Zu erledigende Aufgaben:
**A)** Fasse den Text über die Bezirksschülervertretung Siegen-Wittgenstein in zwei Sätzen zusammen.
**B)** Setze den Text über die Bezirksschülervertretung Siegen-Wittgenstein im Anschluss an seinen letzten Satz fort.

Text der Seite:

Bei ihrer Bezirksdelegiertenkonferenz in Stift Keppel beschäftigt sich die Bezirksschülervertretung Siegen-Wittgenstein unter anderem mit den Folgen der Pandemie und der Digitalisierung an den Schulen.
Bei ihrer Bezirksdelegiertenkonferenz in Stift Keppel beschäftigt sich die Bezirksschülervertretung Siegen-Wittgenstein unter anderem mit den Folgen der Pandemie und der Digitalisierung an den Schulen. © Bezirksschülervertretung

Siegen: Komplizierter Zugang zu Fördermitteln macht Schulen Digitalisierung schwerer

Als großes Hemmnis für die Digitalisierung an den Schulen hat die Bezirksschülervertretung unterm Strich den Mangel an flächendeckend stabilen Rahmenbedingungen ausgemacht: „Ohne können wir es nicht hinkriegen“, sagt Jost Hoffmann. Über die Frage der Endgeräte gehe das weit hinaus – „damit, dass ich jemandem einen Laptop gebe, ist es ja nicht getan“. Erforderlich seien auch technische Infrastruktur und Förderung im Umgang mit der Technik, und das unabhängig vom finanziellen Hintergrund im Elternhaus.

Vorstand gewählt

Bei der Bezirksdelegiertenkonferenz der Bezirksschülervertretung stand auch die Wahl des Vorstandsauf dem Plan.

Bezirksschülersprecher: Jost Hoffmann; Stellvertretender Bezirksschülersprecher: Moritz Keller; Finanzreferent: Dominic Klein (alle Gymnasium Stift Keppel).

Landesdelegierte: Jost Hoffmann und Franziska Kollmann (Gymnasium am Löhrtor).

Weitere Beisitzer: Joshua Stoffers (Gymnasium Netphen), Lena Kruber und Merle Niederprüm (beide Evangelisches Gymnasium Weidenau), Lia Heide (Gymnasium Wilnsdorf), Gülbahar Sakin (Ernst-Moritz-Arndt-Realschule) und Max Rath (Gymnasium Stift Keppel).

Bezirksverbindungslehrerin: Lara-Kristin Lempert (Gymnasium Stift Keppel).

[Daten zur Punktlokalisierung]
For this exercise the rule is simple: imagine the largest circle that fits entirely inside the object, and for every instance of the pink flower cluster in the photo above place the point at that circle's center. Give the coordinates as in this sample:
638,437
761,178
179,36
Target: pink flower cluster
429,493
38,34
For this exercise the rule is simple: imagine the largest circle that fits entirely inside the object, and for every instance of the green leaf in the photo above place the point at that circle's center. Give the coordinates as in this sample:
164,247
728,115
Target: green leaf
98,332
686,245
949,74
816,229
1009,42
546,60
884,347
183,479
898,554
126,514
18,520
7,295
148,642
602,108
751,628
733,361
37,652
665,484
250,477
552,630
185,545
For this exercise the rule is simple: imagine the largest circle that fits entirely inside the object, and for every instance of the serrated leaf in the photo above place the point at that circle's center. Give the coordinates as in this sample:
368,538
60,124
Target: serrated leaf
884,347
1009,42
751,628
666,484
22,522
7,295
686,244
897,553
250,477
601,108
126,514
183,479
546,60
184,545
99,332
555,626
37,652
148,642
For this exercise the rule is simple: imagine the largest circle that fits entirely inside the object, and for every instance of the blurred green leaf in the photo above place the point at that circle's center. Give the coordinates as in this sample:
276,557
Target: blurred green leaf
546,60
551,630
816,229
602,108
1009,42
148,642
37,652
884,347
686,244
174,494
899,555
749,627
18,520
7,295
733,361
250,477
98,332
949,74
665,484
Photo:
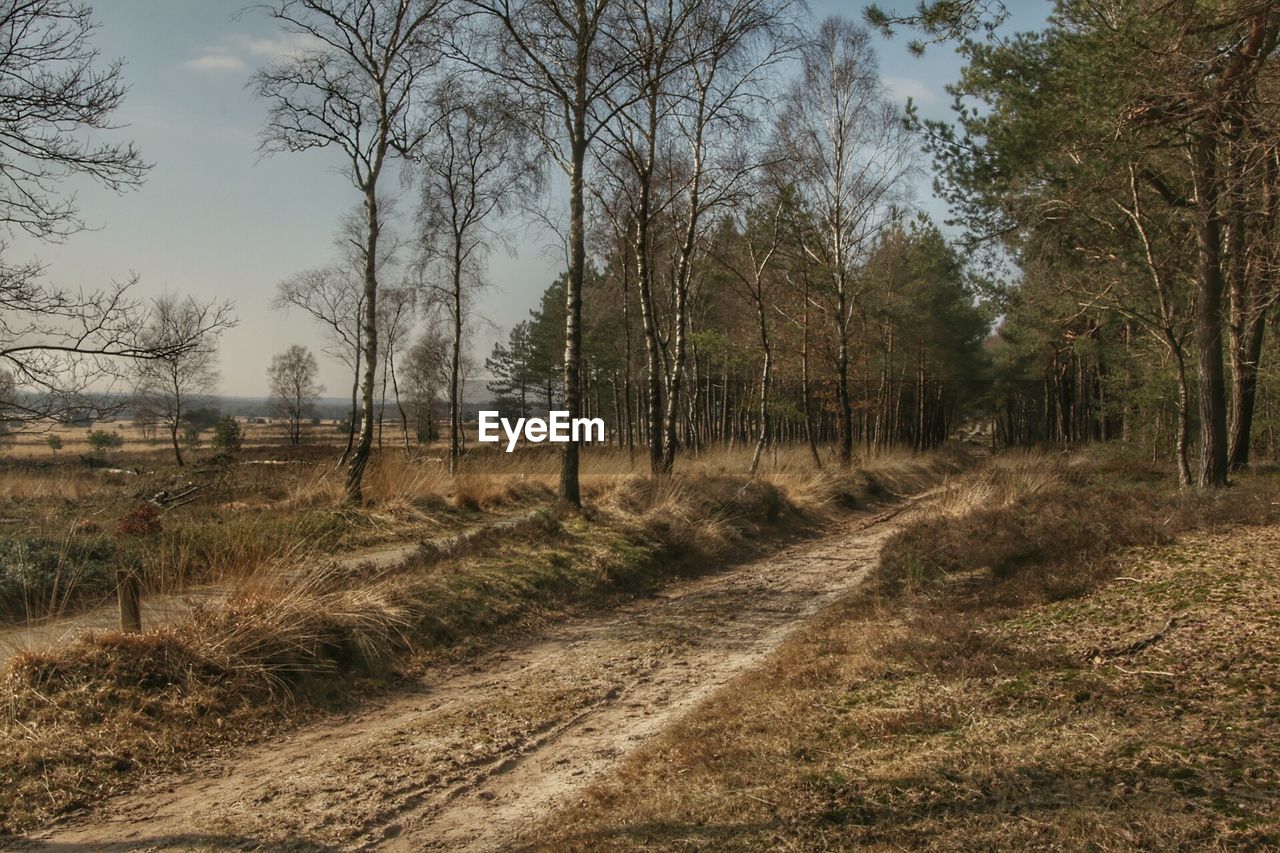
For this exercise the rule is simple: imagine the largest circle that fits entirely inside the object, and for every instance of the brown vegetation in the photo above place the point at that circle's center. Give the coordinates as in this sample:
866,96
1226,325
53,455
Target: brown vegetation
1015,676
81,721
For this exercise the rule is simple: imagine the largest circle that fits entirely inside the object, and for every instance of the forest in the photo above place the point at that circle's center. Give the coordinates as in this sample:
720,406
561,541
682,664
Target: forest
935,503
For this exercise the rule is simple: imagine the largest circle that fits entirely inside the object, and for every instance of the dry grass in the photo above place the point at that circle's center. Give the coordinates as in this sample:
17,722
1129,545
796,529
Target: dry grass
1066,692
78,723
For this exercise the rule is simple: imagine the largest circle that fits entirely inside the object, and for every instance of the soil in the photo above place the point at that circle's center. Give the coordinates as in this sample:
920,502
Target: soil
475,755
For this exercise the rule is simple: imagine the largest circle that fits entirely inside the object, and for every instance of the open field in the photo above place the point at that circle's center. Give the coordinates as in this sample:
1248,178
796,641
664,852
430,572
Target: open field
1051,657
293,634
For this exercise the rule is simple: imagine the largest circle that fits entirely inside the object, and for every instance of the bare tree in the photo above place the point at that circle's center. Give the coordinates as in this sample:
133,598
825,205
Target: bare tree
475,168
426,372
63,350
731,46
54,91
396,319
355,86
167,386
848,149
337,302
562,56
295,389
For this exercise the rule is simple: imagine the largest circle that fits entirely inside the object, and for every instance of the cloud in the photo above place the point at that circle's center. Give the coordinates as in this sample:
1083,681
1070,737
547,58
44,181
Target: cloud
904,87
215,63
270,48
237,51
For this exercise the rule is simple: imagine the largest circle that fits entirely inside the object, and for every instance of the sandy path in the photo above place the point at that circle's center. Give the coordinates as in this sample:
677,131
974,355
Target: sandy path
475,758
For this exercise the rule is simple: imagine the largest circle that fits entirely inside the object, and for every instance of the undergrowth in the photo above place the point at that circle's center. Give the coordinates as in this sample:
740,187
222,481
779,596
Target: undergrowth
1060,653
82,721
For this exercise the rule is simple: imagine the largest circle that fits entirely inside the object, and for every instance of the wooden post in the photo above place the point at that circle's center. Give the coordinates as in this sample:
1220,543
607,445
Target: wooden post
129,592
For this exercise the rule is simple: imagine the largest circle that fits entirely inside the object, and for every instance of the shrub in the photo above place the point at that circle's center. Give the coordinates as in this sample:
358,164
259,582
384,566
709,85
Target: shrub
41,575
101,441
138,521
228,436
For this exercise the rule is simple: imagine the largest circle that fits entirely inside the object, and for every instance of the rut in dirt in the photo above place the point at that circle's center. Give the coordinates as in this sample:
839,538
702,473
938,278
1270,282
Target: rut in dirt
476,758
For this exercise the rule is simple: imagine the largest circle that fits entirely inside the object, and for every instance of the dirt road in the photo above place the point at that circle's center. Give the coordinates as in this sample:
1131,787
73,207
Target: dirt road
476,756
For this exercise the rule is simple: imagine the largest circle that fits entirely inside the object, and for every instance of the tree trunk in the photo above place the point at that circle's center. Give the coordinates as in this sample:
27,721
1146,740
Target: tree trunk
456,363
1208,315
360,457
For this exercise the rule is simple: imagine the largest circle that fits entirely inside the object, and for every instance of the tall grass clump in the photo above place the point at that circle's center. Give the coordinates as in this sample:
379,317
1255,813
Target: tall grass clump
1040,525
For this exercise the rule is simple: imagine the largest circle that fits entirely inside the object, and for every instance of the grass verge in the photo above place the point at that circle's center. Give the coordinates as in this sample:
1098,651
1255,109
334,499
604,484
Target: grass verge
87,720
1068,653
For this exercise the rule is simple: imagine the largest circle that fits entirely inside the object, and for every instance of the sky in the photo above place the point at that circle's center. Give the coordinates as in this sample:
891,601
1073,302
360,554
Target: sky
216,219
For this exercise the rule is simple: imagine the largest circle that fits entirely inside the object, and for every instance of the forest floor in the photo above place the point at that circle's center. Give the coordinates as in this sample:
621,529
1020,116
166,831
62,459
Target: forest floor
472,756
1089,701
1045,651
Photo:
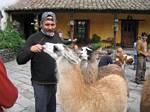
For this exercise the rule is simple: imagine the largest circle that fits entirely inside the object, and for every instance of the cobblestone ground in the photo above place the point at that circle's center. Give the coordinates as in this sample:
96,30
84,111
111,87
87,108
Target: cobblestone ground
20,76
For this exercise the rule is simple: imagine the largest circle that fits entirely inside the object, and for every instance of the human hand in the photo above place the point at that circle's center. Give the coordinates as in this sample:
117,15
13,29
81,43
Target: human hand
74,40
36,48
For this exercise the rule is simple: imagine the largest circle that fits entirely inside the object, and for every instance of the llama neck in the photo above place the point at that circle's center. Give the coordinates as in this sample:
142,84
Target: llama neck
70,79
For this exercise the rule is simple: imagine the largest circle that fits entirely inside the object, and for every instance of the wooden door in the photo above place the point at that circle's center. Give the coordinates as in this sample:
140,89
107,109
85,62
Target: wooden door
129,32
81,31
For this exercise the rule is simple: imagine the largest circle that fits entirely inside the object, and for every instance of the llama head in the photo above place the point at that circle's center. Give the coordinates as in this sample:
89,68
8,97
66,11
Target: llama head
85,53
61,50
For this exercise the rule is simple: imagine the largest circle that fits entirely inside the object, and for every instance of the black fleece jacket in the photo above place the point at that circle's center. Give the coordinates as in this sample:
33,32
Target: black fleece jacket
43,67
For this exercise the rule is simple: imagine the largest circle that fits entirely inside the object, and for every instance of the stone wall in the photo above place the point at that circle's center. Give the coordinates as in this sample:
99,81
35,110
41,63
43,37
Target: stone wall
7,55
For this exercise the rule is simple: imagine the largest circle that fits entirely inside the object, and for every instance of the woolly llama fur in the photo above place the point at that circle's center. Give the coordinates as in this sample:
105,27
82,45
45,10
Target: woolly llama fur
90,69
106,95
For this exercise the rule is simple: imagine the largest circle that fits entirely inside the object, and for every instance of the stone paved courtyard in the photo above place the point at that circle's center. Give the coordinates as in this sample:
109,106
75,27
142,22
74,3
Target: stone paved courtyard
20,76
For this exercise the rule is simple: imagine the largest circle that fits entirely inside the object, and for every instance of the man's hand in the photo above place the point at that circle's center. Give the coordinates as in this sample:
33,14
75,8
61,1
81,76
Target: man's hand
36,48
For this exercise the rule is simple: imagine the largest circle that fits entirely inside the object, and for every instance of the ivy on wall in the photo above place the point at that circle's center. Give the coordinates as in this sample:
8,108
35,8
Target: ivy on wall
10,38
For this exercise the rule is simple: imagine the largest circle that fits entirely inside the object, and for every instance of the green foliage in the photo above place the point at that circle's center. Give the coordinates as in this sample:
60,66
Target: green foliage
11,39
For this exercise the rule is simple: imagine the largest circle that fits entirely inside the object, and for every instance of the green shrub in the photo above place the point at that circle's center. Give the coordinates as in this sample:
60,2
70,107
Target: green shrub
95,38
11,39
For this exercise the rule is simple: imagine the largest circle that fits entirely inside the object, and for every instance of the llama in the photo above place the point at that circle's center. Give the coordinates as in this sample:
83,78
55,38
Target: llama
145,99
90,69
106,95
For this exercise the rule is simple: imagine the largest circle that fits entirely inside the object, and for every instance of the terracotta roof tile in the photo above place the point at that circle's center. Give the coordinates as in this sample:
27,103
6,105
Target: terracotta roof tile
81,4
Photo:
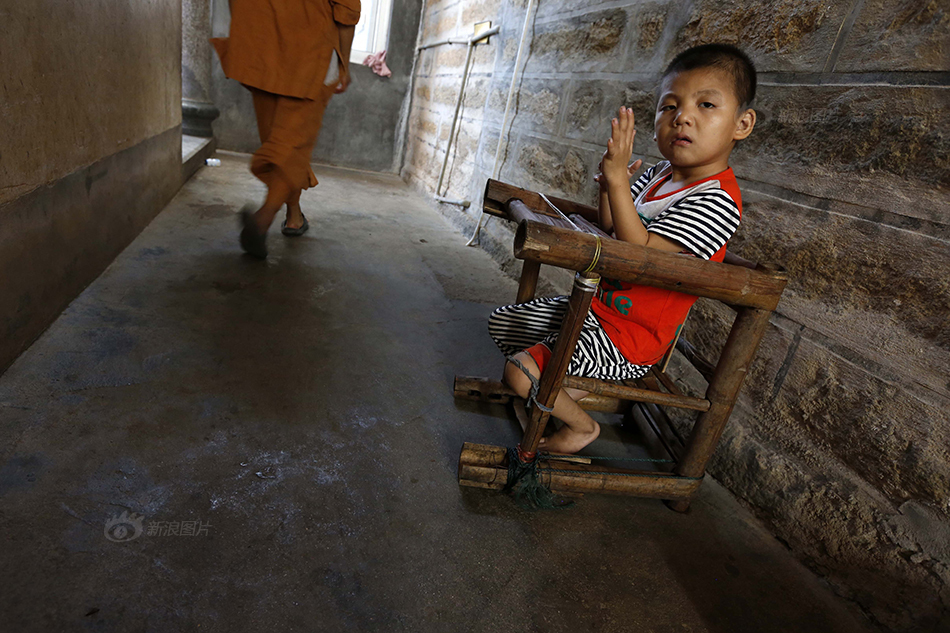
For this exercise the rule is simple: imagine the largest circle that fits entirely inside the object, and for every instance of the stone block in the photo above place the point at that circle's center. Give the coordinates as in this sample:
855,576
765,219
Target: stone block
480,11
446,92
551,167
649,24
906,35
423,92
894,441
450,56
859,282
593,103
836,525
786,35
476,94
883,147
586,43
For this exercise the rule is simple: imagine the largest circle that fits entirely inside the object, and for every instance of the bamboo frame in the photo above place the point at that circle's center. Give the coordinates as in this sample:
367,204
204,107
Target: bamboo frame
543,237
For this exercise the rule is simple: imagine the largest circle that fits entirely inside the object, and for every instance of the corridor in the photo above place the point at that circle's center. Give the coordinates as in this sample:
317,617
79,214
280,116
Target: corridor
284,433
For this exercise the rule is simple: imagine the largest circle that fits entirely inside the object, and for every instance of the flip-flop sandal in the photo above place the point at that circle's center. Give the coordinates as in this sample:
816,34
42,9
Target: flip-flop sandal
252,242
289,232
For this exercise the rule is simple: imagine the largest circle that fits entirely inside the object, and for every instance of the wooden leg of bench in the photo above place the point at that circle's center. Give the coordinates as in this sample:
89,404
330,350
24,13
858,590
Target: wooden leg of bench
737,355
553,374
529,281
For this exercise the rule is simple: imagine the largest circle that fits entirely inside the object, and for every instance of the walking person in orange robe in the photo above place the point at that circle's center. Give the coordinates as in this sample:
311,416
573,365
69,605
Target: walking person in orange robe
293,55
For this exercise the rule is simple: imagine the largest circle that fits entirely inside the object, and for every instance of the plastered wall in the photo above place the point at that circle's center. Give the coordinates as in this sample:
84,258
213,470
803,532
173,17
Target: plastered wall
90,149
82,80
841,440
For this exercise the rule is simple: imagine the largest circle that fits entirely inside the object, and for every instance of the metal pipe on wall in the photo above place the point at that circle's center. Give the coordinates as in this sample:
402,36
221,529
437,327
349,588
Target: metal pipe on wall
504,124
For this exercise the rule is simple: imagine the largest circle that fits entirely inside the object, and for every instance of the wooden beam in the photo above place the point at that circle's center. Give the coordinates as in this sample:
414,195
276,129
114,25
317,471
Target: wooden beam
575,250
495,392
723,390
498,193
552,376
485,466
613,390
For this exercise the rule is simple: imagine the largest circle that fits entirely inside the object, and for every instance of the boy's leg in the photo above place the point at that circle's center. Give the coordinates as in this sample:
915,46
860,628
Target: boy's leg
579,429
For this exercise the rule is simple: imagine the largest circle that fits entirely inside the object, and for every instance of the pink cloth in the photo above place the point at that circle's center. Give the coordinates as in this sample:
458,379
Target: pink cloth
377,62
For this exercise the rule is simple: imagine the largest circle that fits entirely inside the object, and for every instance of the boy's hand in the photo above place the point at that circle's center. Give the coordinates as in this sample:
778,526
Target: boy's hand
632,170
614,165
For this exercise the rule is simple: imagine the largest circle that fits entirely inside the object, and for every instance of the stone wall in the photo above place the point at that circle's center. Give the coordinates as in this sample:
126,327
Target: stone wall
90,148
841,440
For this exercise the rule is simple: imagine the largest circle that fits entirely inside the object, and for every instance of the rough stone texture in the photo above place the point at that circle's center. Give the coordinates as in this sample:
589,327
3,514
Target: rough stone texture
588,42
539,105
859,281
82,81
889,36
788,35
877,146
333,506
840,441
196,50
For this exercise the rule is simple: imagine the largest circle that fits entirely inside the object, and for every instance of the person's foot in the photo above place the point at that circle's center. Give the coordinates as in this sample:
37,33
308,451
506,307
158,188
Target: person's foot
295,219
568,441
253,241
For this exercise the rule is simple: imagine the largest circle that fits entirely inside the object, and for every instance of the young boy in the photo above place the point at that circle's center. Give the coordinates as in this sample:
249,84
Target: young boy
689,203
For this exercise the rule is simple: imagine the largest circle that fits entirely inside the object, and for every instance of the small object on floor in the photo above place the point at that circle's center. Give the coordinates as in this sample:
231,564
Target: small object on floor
289,232
252,242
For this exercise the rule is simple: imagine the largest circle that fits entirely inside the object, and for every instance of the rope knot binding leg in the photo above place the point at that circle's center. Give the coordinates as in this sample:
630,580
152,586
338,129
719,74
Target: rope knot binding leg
535,385
524,483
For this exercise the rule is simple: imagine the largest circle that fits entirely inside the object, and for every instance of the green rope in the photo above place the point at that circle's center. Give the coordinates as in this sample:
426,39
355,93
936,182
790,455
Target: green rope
524,483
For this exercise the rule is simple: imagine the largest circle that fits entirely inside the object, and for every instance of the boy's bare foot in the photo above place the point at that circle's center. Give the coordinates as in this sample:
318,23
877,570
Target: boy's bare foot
566,440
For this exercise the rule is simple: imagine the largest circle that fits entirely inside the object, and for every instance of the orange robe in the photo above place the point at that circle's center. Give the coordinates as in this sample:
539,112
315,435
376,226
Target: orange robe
281,51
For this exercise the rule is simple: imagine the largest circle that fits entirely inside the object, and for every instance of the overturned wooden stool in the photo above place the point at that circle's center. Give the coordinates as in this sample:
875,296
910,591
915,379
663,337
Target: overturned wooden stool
560,233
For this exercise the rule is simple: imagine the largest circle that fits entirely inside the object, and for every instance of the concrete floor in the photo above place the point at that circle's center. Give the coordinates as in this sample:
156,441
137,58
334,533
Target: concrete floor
301,412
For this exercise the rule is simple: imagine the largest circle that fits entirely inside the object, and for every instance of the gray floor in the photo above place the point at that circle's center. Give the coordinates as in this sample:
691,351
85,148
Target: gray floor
292,424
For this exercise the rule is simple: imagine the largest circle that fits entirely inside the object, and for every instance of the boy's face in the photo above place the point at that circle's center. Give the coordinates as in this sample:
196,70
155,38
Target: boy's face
698,119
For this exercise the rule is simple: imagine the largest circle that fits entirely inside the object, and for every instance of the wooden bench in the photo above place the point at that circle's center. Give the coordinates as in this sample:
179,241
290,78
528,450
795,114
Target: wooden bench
548,234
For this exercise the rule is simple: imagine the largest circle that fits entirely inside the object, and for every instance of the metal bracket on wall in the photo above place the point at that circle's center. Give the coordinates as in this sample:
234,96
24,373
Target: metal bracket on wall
482,33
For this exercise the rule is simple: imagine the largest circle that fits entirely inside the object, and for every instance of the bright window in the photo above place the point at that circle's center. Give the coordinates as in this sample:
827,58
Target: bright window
372,31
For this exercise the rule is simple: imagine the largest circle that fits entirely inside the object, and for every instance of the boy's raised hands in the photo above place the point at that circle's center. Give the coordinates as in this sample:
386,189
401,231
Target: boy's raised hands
615,165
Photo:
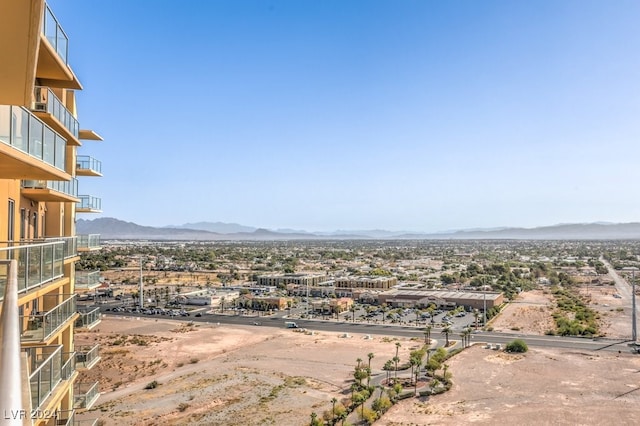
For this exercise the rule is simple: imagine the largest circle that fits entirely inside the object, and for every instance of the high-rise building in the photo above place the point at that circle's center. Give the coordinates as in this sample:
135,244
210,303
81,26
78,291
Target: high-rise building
40,137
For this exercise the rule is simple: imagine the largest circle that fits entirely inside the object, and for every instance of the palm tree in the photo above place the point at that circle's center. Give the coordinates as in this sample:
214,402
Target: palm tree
446,332
427,335
333,408
395,360
387,367
413,361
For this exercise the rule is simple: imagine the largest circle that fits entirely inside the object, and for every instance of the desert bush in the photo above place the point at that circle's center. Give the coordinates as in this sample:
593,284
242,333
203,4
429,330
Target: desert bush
517,345
152,385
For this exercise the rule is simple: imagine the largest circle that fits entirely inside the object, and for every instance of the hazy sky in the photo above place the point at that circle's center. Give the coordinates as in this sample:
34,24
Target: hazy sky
337,114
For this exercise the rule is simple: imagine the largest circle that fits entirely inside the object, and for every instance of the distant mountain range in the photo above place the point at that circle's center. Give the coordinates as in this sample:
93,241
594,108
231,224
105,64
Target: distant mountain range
110,228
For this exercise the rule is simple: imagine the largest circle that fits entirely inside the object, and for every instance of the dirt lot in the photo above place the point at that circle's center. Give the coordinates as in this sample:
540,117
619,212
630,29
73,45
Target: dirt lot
212,375
231,375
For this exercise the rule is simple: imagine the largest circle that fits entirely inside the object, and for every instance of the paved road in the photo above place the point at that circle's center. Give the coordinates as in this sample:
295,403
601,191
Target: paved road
586,344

Schriftliche Antworten:
**A)** Die Bezirksschülervertretung Siegen-Wittgenstein beschäftigt sich bei ihrer Bezirksdelegiertenkonferenz in Stift Keppel unter anderem mit den Folgen der Pandemie und der Digitalisierung an den Schulen. Als großes Hemmnis sieht sie den Mangel an flächendeckend stabilen Rahmenbedingungen, zu denen neben Endgeräten auch technische Infrastruktur und Förderung im Umgang mit der Technik gehören, und bei der Konferenz wurde zudem ein Vorstand mit Jost Hoffmann als Bezirksschülersprecher gewählt.

**B)**
Und auch die Schulen selbst hätten bei dem Thema mit Hürden zu kämpfen, etwa angesichts eines enormen bürokratischen Aufwands, wenn es um Antragsverfahren und den Zugang zu Fördermitteln geht. Diese Problematik betrifft übrigens nicht nur Schulen, sondern quasi jeden Akteur und jede Akteurin, die damit zu tun haben: Auch Kommunen heben immer wieder hervor, dass die Beantragung von Fördermitteln derart kompliziert ist, dass sie sich in vielen Fällen im laufenden Verwaltungsgeschäft kaum bewältigen lasse, ohne andere Aufgaben dafür zu verschieben oder zusätzliches Personal einstellen zu müssen.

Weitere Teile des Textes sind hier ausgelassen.